>> START SUPPLIED DATA

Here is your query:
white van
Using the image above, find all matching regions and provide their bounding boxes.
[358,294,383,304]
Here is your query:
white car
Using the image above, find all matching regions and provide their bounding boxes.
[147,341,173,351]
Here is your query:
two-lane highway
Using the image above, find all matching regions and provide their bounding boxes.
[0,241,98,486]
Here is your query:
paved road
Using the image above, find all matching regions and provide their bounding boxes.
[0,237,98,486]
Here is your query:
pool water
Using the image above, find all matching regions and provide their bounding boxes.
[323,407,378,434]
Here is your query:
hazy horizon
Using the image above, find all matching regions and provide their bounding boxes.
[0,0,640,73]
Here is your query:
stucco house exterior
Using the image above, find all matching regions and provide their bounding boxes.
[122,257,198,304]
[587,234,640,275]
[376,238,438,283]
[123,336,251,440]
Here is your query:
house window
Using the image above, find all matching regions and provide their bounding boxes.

>> END SUPPLIED DATA

> **DIRECTIVE**
Rewrite these lines with "paved road" changed to "asphalt road" and nothing else altered.

> **FINAL RESULT**
Here is your query:
white van
Using the image above, find all matching regions and provide their bounding boxes.
[358,294,383,304]
Here is your query:
white car
Using the image above, find all matching regions and provide their bounding boxes.
[147,341,173,351]
Here is your query:
two-lane highway
Using the image above, find all matching regions and provide their bounding boxes.
[0,241,98,486]
Here is your query:
asphalt road
Using the image above, find all matching regions and provide their bounding boxes.
[0,237,98,486]
Here is your query:
pool water
Using the image above, find all matching regions and provide their bounding boxes.
[323,407,378,434]
Here is your query:
hazy horizon
Using the image above, find all matching regions and provide their bounding boxes.
[0,0,640,73]
Here is your query:
stucco house exterior
Using the image above, find all matching regions and provide their bounding boxes.
[122,257,198,304]
[587,234,640,275]
[376,238,438,283]
[123,336,251,440]
Here is your query:
house window
Using the image above, find all matching regions and provide their bounding boxes.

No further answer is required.